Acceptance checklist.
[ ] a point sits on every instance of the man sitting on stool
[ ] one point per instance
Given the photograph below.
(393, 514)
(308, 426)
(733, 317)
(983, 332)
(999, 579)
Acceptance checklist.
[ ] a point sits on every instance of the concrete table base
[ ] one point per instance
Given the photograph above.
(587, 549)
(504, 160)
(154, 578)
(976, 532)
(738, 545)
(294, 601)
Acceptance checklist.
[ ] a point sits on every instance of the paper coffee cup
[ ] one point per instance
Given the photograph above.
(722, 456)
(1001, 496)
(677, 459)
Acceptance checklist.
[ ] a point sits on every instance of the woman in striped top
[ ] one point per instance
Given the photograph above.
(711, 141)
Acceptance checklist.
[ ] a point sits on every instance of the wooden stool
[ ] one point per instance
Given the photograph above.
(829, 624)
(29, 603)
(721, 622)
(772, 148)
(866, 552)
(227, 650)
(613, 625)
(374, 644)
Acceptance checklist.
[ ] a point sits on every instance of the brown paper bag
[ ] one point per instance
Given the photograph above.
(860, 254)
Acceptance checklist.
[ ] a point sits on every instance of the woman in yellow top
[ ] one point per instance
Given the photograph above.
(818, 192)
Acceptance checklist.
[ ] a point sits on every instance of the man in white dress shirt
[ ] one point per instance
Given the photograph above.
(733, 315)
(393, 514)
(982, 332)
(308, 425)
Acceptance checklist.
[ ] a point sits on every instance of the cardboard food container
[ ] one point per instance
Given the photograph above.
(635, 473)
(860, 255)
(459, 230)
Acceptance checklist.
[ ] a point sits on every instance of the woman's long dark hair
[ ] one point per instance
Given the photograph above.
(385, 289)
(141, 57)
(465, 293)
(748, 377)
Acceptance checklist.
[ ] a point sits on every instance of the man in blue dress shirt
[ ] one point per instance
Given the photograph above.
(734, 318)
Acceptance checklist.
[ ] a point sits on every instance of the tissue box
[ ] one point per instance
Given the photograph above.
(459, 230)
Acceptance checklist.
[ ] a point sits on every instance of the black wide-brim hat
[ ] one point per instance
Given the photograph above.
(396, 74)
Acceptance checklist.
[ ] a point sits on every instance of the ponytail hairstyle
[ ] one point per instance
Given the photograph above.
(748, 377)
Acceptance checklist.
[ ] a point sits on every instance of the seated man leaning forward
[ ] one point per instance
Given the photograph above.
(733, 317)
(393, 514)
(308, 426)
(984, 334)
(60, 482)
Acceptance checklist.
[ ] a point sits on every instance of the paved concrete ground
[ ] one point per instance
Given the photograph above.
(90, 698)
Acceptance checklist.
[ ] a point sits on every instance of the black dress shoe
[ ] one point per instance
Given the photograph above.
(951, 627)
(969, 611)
-*-
• TASK STATEMENT
Give an exact copy of the lines above, from the top of the records to the line that contains "[ ] a point sits on every instance of the cardboard", taking in both ends.

• FINISHED TASK
Acceptance checklist.
[ ] a point sits on every instance of the man sitting on stool
[ ] one point per instance
Given the photograph below.
(393, 514)
(308, 426)
(733, 317)
(983, 332)
(999, 579)
Acceptance checklist.
[ ] a point sits on every instance of the concrete table base
[ ] one point per instance
Given the photograph above.
(587, 549)
(504, 160)
(154, 578)
(976, 532)
(738, 545)
(294, 601)
Acceptance checklist.
[ ] a point sits on every instance of the paper coffee cup
[ ] one point per instance
Given the photograph above.
(722, 456)
(1001, 496)
(677, 459)
Acceptance checklist.
[ ] a point sits on every instance of the woman in striped top
[ ] one point per instance
Given the photograph above.
(711, 141)
Acceptance checklist.
[ ] a point sits on every instance of the wooden stool
[ ] one point per instance
Given the photograph above.
(829, 624)
(29, 603)
(721, 622)
(772, 148)
(866, 552)
(227, 650)
(613, 625)
(374, 644)
Acceptance checklist.
[ ] a point sits on every instance of the brown paper bag
[ ] one point per instance
Given the photograph above.
(860, 254)
Acceptance checklist.
[ ] a point sits on every instance of the woman in yellow top
[ ] one point per instance
Given the photograph above.
(818, 192)
Acceptance checklist.
[ ] a point sits on every instance of the man in white dress shirt
[ ] one point per instance
Given the photograph above.
(733, 315)
(393, 514)
(982, 332)
(308, 425)
Acceptance checklist.
[ ] a point sits on every instance of the cardboard food container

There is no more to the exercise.